(Point localization data)

==============================

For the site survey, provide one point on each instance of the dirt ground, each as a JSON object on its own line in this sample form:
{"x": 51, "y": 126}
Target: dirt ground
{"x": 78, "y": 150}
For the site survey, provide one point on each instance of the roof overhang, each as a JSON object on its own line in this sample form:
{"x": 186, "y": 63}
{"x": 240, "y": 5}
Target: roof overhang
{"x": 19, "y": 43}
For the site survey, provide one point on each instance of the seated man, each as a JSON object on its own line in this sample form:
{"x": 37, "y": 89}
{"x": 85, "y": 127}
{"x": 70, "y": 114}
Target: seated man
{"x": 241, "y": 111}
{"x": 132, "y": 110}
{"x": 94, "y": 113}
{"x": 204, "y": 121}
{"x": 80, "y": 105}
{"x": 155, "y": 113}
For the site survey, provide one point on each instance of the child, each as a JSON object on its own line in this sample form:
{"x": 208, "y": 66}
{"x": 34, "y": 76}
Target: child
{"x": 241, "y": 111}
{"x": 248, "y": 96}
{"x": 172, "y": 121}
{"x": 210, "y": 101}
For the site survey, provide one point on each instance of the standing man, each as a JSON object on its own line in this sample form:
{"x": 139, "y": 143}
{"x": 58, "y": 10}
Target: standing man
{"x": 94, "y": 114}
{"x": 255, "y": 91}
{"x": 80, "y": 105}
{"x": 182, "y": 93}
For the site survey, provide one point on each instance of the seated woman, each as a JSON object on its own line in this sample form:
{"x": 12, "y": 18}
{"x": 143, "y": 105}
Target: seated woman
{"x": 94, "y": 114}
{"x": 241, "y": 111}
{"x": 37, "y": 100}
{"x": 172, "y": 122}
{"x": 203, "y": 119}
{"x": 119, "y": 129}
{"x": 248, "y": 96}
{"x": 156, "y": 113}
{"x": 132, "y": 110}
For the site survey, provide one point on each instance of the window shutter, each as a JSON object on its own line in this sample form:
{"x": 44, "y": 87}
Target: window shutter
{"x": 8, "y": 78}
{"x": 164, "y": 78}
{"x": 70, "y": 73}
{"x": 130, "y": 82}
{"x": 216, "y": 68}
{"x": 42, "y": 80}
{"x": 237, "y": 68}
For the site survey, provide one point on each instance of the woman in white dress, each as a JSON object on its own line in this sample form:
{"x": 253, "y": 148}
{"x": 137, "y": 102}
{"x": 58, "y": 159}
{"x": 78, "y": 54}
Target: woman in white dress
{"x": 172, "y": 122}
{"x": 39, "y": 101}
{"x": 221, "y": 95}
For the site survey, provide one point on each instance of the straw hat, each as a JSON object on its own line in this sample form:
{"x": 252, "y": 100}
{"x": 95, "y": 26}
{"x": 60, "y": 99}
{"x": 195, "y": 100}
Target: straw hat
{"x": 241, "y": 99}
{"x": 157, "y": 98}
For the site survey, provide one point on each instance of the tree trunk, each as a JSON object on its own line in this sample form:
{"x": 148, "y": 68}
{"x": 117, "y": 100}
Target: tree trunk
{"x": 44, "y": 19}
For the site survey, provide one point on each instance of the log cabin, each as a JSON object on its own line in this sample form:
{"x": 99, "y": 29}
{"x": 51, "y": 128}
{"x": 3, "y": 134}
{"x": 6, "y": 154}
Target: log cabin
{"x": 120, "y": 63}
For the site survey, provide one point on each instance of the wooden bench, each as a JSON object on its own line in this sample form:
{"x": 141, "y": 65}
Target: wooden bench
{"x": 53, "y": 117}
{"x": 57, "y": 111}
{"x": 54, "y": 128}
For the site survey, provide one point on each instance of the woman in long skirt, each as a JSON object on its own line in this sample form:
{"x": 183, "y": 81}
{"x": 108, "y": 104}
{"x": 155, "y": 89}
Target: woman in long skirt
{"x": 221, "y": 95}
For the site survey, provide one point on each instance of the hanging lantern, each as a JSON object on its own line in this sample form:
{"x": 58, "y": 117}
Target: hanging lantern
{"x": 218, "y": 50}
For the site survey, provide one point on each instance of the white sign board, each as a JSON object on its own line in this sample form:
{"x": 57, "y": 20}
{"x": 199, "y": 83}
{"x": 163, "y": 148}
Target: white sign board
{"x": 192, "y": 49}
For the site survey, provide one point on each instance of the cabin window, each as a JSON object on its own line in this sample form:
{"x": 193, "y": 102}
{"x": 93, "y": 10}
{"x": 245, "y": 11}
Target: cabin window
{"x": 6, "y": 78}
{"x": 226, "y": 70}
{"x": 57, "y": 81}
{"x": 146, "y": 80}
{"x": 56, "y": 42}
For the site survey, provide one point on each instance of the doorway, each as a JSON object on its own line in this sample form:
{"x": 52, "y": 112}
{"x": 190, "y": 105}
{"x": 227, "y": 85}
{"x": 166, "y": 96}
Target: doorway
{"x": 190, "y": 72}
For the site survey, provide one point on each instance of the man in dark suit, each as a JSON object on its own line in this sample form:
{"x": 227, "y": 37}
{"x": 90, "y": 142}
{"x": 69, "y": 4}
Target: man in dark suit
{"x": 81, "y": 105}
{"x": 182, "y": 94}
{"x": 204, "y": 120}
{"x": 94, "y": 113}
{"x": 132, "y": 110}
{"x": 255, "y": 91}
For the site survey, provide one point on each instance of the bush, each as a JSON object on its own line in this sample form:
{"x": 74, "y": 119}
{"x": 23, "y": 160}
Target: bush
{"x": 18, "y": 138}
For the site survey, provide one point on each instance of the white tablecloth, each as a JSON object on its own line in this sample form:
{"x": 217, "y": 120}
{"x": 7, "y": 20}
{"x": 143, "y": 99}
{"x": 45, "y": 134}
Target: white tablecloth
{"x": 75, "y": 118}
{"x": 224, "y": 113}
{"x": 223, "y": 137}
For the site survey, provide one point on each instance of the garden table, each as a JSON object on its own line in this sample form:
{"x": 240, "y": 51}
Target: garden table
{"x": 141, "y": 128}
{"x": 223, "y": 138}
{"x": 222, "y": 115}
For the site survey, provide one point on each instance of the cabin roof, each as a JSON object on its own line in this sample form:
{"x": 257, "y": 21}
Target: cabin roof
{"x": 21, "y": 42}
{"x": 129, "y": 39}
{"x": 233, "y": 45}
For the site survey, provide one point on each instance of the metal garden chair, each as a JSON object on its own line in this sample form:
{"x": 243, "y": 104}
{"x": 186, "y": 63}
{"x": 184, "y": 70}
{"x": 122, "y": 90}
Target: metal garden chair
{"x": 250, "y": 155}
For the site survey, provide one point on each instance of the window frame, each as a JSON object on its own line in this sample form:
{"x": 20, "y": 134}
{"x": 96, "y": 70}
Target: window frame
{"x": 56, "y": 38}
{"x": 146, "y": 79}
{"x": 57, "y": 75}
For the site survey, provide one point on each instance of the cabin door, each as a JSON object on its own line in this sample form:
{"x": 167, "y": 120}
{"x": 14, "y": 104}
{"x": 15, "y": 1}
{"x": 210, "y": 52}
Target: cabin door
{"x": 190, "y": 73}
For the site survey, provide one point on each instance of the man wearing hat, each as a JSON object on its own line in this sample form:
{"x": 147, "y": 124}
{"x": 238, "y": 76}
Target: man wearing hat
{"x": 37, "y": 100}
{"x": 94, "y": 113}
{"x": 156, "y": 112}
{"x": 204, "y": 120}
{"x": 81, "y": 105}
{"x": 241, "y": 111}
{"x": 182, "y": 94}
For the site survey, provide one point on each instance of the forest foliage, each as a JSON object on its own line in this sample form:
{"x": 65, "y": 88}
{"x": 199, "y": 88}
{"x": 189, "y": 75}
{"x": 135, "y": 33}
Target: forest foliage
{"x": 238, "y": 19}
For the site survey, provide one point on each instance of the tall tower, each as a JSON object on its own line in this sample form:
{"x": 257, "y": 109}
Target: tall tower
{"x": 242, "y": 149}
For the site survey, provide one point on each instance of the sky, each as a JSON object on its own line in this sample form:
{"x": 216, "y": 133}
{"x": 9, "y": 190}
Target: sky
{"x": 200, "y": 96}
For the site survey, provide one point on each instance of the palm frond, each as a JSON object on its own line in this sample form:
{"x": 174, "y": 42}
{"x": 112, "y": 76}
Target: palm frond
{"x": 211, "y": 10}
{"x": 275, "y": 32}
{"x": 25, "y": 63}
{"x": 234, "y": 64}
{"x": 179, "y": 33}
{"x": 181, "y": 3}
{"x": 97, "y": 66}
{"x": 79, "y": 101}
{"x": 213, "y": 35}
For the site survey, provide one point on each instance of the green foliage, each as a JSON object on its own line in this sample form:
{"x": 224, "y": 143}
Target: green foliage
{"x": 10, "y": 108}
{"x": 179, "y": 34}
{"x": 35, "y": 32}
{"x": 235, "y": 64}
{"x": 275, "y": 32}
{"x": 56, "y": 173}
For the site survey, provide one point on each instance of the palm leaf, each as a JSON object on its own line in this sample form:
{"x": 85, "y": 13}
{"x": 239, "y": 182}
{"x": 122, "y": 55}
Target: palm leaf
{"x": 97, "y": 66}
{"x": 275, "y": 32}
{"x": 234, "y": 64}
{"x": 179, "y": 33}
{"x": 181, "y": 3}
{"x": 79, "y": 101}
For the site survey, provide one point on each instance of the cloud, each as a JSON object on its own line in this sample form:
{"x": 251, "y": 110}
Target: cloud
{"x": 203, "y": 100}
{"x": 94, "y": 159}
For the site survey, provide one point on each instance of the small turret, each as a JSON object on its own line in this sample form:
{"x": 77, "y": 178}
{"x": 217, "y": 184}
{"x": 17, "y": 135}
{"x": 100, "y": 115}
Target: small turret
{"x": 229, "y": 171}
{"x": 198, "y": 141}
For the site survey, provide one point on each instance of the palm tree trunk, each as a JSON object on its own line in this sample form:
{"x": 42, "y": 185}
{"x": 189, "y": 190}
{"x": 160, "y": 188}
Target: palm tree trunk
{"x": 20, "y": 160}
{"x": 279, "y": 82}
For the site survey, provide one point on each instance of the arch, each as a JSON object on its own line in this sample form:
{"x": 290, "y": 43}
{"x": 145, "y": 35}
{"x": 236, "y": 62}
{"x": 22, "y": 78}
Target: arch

==============================

What the exercise asks:
The expected output is each line of the records above that includes the word "arch".

Response box:
For the site survey, provide one point on each instance of the arch, each as a JSON object on its own line in this sample form:
Target: arch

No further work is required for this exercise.